About this exercise: In the entries below, count the lines holding "rider". Reply with the number only.

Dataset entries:

***

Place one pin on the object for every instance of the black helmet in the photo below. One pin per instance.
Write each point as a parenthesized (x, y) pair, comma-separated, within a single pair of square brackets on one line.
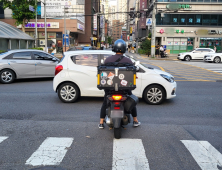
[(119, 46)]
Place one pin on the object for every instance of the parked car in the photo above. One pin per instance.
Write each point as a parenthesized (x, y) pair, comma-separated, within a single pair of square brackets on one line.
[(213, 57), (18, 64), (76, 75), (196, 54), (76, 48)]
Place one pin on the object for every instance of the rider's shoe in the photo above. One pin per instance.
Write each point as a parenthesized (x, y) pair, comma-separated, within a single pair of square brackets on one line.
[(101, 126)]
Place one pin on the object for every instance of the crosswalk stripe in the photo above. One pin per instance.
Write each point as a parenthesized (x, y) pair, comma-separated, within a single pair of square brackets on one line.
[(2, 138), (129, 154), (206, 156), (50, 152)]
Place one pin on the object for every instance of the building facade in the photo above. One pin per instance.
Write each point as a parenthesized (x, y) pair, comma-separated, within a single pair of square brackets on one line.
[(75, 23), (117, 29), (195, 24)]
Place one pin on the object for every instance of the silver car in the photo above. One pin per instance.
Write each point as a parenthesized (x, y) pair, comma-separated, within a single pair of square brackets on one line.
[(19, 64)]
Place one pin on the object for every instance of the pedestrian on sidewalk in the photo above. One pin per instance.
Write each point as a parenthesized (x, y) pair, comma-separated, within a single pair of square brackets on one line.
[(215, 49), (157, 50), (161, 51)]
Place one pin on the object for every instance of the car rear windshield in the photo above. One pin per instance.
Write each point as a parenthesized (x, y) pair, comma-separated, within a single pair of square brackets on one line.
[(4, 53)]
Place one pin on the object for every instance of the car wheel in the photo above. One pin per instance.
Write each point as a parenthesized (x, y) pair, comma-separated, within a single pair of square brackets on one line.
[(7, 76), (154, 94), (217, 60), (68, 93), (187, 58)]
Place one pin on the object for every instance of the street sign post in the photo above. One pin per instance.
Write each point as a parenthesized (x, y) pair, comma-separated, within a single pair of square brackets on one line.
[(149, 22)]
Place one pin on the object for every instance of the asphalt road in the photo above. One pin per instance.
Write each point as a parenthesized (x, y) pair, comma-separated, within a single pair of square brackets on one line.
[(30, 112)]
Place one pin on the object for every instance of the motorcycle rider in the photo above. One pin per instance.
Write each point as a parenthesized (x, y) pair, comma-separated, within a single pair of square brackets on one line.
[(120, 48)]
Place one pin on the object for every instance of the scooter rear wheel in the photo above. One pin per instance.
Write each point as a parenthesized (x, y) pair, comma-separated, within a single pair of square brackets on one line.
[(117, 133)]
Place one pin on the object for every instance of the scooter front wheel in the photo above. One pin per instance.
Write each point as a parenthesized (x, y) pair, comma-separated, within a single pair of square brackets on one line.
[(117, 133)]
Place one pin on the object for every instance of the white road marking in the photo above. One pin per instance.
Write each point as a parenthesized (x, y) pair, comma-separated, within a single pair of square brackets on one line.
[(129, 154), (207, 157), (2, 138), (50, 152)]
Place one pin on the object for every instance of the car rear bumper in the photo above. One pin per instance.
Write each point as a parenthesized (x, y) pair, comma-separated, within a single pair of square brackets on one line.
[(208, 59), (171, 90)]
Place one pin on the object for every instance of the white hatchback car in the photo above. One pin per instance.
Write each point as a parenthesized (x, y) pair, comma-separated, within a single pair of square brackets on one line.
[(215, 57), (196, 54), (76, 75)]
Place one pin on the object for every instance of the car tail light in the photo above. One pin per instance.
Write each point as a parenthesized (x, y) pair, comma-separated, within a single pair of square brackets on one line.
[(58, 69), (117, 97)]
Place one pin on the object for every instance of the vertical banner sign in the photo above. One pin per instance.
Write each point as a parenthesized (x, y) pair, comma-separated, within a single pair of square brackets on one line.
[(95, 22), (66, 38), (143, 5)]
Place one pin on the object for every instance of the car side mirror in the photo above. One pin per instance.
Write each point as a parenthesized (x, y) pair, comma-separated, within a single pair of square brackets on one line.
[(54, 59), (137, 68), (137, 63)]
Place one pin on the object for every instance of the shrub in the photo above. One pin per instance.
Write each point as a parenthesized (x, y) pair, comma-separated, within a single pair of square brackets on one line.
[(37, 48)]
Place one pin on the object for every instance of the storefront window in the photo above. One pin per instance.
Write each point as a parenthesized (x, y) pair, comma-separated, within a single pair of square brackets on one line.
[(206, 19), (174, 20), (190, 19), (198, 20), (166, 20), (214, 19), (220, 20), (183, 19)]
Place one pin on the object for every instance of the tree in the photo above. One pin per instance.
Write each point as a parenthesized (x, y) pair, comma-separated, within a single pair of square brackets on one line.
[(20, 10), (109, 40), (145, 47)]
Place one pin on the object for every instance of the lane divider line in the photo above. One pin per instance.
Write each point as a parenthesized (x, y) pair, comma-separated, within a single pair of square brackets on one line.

***

Response for this exercise: 2